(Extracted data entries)
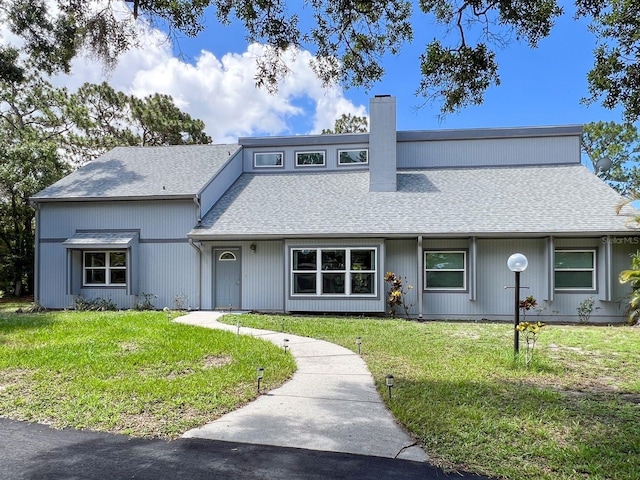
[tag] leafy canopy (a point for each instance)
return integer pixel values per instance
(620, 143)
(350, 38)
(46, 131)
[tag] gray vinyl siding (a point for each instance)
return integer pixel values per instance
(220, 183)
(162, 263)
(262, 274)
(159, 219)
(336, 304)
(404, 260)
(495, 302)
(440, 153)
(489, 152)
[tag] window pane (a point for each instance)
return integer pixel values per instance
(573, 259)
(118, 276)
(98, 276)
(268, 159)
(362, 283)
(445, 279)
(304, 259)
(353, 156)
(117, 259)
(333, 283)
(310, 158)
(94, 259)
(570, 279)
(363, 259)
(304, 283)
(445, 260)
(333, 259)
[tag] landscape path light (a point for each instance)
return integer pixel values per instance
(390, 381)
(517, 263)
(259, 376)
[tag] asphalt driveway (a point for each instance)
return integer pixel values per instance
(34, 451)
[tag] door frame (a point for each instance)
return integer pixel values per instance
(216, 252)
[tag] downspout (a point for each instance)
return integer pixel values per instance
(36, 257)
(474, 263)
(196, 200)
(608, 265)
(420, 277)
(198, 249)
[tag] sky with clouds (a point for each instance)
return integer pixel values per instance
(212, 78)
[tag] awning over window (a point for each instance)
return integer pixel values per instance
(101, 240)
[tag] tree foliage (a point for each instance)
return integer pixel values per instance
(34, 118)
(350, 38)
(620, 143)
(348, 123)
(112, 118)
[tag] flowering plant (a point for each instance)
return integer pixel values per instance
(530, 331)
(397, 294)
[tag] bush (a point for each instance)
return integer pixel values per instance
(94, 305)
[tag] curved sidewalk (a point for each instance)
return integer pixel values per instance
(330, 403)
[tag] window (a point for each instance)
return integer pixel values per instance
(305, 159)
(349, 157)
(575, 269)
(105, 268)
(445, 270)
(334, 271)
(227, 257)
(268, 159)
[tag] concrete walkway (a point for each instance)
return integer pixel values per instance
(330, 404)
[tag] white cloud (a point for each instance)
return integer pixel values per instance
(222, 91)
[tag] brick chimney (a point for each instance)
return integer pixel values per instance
--
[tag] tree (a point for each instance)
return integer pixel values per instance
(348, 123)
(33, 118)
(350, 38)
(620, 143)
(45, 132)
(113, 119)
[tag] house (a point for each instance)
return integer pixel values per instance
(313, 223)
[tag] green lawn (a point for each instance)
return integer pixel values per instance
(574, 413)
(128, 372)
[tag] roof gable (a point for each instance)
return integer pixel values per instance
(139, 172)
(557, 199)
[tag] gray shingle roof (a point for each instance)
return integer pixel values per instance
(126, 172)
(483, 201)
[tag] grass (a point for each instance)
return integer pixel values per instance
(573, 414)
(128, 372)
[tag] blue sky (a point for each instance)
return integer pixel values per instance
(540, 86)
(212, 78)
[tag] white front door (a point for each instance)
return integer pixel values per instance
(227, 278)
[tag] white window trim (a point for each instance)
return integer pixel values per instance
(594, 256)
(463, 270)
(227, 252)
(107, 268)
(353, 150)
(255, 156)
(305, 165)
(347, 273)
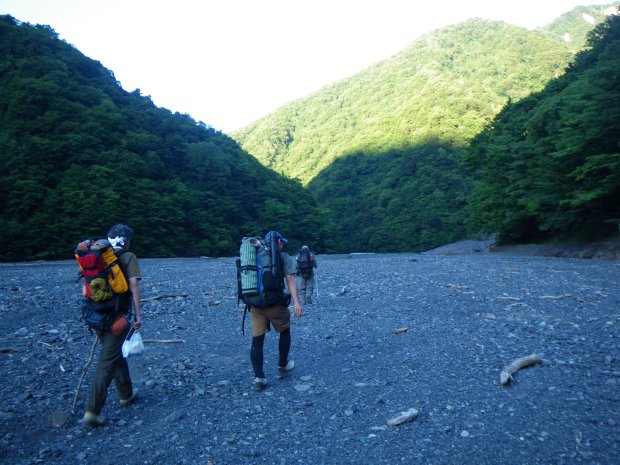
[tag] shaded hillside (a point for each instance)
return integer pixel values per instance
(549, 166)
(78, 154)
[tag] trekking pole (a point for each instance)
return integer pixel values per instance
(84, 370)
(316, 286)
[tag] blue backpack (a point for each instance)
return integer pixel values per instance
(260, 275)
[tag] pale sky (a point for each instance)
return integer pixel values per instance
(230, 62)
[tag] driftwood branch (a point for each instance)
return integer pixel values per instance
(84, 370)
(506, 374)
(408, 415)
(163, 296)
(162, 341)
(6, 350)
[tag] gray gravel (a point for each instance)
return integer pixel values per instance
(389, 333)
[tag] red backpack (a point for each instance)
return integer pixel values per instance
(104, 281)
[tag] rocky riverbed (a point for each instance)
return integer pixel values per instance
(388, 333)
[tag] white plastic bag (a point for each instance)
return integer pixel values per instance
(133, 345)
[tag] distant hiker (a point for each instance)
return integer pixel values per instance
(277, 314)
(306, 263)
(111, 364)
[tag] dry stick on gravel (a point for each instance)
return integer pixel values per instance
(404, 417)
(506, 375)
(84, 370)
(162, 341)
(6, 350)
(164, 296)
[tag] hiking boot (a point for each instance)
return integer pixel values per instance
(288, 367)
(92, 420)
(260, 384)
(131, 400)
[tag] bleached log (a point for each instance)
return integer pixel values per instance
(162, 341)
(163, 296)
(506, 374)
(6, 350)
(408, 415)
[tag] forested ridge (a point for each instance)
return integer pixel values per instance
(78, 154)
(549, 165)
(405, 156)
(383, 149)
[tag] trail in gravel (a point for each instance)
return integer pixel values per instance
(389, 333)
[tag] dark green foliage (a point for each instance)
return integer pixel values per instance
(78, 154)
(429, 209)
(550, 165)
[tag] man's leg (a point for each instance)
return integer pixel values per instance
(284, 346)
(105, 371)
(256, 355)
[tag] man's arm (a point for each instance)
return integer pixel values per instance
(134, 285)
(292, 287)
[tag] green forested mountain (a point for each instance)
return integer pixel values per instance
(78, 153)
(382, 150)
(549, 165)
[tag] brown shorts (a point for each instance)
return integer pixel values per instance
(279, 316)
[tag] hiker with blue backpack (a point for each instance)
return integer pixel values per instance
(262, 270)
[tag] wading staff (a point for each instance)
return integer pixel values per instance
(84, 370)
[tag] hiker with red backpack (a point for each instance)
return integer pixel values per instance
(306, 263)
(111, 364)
==
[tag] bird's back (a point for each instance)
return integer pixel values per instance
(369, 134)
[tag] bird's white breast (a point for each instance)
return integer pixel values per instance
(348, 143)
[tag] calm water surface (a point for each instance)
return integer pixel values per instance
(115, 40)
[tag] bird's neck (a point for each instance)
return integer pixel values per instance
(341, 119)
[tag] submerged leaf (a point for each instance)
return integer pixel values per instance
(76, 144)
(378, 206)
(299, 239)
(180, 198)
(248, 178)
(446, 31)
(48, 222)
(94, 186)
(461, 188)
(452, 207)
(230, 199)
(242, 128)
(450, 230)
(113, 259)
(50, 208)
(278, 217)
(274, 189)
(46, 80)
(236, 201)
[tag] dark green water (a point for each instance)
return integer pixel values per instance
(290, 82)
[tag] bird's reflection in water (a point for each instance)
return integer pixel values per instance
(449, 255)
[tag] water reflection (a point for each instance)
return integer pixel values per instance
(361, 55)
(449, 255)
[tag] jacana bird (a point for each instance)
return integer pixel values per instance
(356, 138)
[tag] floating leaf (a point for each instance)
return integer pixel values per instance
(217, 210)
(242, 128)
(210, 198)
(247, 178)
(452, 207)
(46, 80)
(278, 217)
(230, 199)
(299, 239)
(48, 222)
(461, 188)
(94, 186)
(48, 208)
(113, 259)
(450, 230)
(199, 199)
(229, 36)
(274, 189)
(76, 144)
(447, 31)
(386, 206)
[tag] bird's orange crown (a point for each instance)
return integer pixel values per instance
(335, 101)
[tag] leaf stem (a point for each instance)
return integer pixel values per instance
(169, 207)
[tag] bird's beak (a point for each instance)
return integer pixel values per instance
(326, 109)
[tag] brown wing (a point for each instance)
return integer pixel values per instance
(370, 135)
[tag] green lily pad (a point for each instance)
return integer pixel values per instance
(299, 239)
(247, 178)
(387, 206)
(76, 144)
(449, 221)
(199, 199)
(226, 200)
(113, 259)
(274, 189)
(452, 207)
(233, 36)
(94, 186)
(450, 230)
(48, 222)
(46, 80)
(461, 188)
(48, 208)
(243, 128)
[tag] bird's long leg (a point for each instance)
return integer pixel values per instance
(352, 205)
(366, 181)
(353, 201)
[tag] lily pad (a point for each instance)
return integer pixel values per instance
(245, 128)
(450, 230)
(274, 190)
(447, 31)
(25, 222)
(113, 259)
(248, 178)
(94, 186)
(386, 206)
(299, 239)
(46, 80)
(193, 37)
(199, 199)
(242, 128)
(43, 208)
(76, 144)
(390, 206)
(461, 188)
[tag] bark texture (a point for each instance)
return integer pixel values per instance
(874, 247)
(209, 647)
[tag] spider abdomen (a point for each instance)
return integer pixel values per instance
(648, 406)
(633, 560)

Written instruction:
Count the lines in the items above that contain the word "dark", and give only that number.

Solved problem:
2